- _GIVEN INSTRUCTION_
Filter the data below by copying out every line that contains the string "window". Treat the match as case-sensitive.

-- begin INFORMATION SHOWN --

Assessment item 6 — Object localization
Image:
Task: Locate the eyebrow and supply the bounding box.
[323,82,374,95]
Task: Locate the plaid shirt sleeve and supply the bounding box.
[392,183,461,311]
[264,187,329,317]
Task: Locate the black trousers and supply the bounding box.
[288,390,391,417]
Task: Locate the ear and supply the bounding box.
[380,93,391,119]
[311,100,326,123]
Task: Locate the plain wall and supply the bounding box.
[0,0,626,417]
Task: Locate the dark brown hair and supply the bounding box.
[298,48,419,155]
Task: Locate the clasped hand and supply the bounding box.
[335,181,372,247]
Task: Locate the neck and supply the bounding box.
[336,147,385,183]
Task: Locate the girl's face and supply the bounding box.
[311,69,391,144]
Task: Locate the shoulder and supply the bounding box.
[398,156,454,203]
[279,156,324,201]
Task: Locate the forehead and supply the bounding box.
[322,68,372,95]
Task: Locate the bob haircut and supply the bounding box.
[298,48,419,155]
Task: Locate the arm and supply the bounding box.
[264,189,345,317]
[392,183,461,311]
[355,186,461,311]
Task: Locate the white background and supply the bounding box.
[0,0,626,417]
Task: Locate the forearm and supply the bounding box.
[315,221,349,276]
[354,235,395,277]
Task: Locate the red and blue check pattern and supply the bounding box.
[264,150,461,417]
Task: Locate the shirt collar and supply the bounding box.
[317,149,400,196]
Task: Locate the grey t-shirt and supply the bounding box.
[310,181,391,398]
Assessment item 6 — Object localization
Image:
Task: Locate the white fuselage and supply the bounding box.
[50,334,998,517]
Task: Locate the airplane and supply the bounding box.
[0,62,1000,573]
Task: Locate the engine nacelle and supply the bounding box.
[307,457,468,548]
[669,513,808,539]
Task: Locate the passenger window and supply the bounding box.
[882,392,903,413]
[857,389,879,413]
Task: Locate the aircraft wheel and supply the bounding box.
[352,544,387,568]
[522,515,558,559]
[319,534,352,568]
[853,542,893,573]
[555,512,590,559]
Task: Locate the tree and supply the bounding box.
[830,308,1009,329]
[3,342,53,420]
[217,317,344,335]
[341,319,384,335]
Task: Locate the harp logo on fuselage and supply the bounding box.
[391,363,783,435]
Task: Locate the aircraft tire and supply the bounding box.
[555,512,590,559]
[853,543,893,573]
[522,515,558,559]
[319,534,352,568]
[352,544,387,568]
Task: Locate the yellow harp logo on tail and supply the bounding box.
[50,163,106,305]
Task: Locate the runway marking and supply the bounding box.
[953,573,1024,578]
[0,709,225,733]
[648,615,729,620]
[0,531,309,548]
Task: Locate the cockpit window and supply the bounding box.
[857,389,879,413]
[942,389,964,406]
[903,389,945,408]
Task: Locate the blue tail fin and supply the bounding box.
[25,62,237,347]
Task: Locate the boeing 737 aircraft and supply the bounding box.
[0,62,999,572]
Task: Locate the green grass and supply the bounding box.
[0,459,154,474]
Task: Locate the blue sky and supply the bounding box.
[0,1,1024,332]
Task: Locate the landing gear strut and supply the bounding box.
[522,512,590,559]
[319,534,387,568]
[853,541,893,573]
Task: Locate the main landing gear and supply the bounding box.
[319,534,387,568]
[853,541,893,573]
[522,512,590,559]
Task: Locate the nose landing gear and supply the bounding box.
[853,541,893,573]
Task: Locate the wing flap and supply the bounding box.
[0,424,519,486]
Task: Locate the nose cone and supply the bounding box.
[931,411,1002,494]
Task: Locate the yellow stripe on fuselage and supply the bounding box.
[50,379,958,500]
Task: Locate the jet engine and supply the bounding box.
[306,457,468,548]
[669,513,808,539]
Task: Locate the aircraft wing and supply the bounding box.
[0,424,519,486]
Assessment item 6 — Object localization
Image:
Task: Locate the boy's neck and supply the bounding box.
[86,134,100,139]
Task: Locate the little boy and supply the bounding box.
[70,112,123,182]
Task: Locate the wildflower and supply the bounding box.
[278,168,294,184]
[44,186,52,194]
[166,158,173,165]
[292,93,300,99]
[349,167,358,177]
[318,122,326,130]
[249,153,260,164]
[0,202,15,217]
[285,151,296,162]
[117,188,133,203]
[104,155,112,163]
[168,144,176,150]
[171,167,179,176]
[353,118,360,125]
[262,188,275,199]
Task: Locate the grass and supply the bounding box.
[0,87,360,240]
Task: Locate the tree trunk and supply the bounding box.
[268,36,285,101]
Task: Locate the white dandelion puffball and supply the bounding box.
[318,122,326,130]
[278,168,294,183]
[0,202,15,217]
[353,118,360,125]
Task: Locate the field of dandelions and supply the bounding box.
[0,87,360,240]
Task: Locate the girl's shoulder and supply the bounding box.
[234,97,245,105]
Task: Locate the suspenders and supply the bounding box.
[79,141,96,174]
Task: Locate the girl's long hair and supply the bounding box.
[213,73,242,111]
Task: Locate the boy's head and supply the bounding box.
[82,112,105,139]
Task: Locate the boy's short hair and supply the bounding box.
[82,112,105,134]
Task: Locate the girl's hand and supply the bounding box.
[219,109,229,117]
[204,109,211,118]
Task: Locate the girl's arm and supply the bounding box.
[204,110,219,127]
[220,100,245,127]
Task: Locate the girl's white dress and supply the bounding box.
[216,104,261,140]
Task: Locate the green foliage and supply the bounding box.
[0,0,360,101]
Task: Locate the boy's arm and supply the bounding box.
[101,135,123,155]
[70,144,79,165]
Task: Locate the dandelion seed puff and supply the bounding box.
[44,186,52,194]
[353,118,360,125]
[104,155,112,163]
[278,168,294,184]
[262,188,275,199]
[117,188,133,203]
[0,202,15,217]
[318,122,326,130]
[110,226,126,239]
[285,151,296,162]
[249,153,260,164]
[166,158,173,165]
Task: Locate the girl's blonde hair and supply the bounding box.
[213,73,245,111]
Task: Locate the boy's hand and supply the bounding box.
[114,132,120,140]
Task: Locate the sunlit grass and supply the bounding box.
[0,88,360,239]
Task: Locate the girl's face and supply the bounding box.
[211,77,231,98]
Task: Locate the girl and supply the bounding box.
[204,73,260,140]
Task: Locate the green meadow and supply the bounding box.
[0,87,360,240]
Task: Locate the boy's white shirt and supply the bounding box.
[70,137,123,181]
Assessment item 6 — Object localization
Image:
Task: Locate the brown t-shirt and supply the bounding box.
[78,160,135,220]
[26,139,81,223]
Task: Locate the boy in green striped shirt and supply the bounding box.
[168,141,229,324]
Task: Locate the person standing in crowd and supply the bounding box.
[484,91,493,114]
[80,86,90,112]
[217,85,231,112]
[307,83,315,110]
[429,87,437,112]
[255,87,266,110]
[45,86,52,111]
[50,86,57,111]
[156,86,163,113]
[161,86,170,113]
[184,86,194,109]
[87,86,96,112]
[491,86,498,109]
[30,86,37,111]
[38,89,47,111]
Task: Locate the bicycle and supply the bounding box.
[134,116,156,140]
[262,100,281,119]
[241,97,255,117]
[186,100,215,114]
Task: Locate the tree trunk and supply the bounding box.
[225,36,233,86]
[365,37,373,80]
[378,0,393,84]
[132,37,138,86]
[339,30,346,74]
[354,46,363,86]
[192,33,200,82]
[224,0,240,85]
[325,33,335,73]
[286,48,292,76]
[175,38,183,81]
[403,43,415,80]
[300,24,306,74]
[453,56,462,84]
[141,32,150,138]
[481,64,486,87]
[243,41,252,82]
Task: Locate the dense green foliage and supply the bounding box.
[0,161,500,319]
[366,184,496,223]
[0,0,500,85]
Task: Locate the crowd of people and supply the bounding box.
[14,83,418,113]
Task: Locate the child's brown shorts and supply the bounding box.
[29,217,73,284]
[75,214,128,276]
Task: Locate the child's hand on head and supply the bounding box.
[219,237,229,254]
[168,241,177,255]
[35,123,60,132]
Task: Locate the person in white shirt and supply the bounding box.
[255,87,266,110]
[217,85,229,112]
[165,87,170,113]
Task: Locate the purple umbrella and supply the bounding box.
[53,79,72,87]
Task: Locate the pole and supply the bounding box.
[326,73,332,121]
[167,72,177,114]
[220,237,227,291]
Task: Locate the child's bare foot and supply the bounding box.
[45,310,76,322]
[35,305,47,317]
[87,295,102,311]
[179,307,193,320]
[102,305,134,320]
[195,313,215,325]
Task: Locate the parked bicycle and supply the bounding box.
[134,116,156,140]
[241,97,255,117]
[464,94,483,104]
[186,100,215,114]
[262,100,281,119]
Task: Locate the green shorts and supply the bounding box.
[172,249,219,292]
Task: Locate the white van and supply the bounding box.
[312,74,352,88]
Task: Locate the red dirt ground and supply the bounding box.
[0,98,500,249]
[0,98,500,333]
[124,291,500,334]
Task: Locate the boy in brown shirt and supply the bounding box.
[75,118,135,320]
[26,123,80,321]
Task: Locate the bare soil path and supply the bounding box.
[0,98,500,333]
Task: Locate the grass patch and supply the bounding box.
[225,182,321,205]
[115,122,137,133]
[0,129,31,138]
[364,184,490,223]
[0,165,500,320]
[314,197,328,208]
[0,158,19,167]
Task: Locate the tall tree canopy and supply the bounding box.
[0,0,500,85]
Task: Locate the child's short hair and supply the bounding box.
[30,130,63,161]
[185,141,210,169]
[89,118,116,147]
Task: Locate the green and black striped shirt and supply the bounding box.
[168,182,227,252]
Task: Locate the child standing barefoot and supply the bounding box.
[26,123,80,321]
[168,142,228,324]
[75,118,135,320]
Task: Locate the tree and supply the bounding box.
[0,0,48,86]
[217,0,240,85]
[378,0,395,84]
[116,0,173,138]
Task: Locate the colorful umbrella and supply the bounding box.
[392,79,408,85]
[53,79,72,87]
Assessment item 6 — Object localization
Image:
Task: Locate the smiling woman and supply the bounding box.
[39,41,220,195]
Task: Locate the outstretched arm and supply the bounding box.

-- end INFORMATION SHOWN --

- _EXERCISE RESPONSE_
Task: Locate the passenger window and supply the bounding box.
Task: Locate the cockpit window and supply the bounding box.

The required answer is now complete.